What this task involves - How many lines in the entries below contain the word "white", counting only exact-case matches? Reply with the number alone.

-- begin --

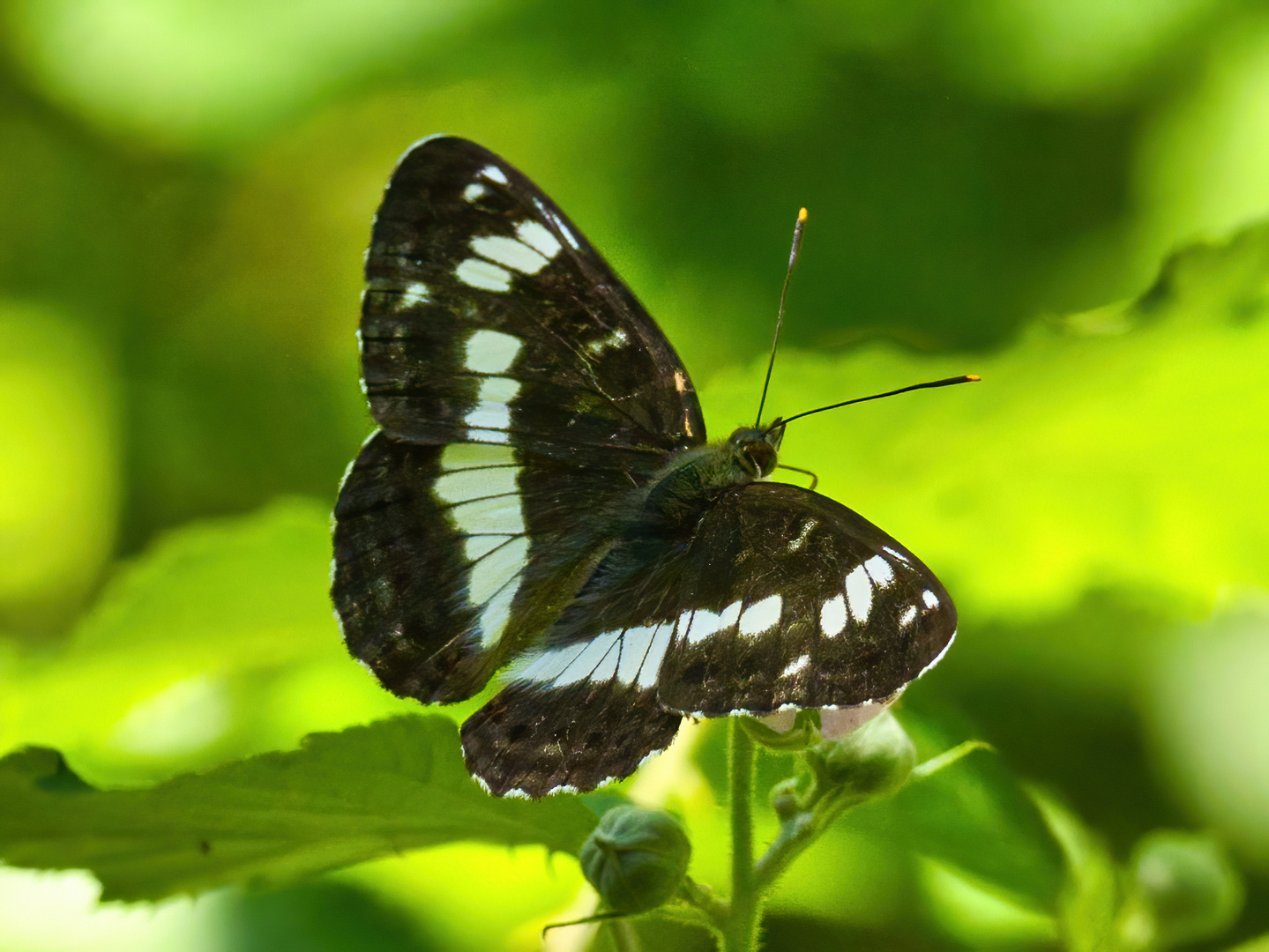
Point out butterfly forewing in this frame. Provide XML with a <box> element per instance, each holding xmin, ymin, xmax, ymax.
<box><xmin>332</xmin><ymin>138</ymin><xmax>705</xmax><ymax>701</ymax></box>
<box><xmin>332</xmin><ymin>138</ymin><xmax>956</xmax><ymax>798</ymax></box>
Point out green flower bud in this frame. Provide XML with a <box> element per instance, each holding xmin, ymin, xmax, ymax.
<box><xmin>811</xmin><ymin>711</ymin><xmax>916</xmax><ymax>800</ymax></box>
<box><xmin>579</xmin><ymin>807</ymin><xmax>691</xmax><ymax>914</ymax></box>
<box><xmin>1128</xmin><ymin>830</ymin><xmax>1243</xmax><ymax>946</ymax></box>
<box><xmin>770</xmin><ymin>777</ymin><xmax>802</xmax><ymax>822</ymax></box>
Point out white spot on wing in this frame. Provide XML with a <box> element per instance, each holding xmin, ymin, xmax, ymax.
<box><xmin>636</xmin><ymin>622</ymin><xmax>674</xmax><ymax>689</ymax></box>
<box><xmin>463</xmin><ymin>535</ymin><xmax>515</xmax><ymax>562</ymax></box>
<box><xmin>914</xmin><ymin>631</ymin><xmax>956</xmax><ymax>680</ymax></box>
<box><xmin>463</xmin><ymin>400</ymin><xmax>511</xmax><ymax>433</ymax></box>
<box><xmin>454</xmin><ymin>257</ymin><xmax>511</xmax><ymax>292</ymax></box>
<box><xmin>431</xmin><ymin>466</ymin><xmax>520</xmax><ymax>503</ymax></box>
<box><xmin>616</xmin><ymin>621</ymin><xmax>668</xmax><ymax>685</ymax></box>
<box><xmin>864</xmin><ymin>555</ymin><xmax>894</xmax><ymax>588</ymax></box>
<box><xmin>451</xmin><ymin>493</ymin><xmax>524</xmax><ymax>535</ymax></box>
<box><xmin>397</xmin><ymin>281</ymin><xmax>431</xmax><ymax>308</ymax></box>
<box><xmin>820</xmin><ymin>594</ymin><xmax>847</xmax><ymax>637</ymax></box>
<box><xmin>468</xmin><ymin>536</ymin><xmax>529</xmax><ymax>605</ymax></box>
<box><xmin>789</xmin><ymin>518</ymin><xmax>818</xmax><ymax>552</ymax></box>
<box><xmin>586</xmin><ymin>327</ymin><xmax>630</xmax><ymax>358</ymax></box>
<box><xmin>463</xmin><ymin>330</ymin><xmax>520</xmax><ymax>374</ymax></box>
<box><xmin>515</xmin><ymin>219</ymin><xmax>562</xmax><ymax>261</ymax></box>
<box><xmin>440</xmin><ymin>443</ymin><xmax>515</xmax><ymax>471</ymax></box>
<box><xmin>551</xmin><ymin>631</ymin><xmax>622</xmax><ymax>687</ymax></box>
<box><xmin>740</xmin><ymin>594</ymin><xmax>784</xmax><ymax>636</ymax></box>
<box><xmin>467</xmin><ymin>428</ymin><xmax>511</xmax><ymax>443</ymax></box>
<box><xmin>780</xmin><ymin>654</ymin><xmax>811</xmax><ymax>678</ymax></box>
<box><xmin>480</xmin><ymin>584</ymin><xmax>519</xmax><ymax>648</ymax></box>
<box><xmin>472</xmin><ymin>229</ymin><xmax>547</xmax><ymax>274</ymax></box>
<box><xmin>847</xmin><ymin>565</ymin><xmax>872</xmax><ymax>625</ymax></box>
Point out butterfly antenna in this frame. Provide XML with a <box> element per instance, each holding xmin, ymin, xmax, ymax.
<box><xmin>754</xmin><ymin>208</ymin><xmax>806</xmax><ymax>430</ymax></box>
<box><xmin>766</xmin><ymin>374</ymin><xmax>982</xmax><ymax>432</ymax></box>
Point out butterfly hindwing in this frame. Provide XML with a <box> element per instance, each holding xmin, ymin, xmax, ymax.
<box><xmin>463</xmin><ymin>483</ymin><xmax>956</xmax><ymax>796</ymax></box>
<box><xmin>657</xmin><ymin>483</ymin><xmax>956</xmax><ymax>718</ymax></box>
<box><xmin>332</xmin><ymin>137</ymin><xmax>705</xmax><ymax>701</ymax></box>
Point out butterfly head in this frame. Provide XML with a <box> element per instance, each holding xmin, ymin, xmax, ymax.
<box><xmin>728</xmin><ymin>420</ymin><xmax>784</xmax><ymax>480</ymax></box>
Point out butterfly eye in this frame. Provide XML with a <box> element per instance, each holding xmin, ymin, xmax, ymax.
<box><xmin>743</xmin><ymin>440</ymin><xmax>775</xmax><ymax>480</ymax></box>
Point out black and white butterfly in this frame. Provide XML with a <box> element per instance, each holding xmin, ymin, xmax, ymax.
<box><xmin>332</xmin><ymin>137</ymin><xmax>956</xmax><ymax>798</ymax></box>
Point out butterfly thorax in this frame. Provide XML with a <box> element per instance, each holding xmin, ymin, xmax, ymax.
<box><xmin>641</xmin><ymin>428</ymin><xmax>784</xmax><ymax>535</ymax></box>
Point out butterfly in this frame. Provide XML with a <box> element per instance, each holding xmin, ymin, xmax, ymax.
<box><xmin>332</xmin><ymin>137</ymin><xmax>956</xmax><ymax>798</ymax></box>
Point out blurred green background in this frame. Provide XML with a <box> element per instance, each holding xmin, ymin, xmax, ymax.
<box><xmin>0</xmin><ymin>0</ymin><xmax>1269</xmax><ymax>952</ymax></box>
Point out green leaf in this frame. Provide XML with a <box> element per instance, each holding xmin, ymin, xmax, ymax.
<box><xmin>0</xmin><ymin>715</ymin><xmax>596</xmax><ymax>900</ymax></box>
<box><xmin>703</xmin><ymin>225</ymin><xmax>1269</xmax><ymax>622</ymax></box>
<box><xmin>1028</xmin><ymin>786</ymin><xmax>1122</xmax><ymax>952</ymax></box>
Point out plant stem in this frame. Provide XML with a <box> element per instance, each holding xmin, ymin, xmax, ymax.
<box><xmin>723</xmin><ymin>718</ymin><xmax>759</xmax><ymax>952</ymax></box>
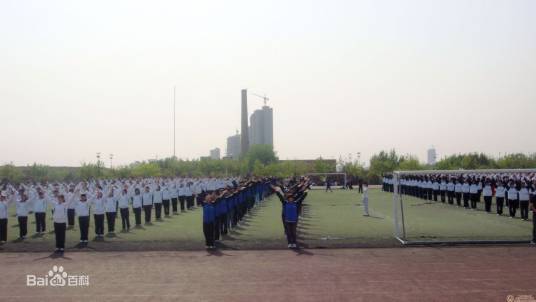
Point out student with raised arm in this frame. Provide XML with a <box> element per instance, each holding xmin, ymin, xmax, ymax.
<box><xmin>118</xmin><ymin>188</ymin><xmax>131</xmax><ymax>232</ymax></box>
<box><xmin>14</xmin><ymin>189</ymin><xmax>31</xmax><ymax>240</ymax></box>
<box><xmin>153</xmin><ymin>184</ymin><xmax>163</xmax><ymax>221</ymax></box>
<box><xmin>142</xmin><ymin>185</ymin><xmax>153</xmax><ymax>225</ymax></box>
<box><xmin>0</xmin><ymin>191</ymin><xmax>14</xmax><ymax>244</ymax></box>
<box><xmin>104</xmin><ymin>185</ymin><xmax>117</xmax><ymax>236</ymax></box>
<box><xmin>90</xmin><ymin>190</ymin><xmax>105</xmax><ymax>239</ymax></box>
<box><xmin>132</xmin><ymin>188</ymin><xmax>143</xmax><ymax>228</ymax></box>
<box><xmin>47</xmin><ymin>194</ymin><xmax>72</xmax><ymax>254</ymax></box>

-- end --

Output for this task - 2